--- Records supplied ---
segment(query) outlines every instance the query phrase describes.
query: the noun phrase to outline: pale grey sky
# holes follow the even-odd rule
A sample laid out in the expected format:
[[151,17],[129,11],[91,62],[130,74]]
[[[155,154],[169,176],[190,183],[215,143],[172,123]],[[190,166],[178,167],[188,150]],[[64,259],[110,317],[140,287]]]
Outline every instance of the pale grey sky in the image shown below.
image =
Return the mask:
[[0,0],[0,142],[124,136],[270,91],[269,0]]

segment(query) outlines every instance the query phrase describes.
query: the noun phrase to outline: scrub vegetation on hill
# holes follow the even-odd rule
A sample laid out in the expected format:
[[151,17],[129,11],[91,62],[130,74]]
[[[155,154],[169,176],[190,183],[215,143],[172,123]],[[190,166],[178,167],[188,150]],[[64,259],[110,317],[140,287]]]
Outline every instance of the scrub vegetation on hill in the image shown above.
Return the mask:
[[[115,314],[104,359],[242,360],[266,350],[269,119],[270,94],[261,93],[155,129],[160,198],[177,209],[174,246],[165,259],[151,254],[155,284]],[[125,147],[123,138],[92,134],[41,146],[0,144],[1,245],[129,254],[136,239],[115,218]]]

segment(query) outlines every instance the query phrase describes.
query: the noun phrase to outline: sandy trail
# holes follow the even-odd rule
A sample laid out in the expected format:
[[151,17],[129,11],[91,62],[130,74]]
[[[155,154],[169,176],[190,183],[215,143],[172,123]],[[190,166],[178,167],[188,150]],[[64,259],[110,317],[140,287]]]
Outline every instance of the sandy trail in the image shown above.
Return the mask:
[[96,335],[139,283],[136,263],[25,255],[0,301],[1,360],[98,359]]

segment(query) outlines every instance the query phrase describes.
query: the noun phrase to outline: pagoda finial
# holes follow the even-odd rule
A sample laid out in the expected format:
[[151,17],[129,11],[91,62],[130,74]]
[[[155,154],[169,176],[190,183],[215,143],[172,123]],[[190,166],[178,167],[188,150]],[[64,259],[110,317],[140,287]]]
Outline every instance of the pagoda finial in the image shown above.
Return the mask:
---
• [Brief]:
Pull out each line from the rows above that contains the string "trail".

• [Result of this exercise]:
query: the noun phrase to outline: sandy trail
Outline every instance of the sandy trail in the image shown above.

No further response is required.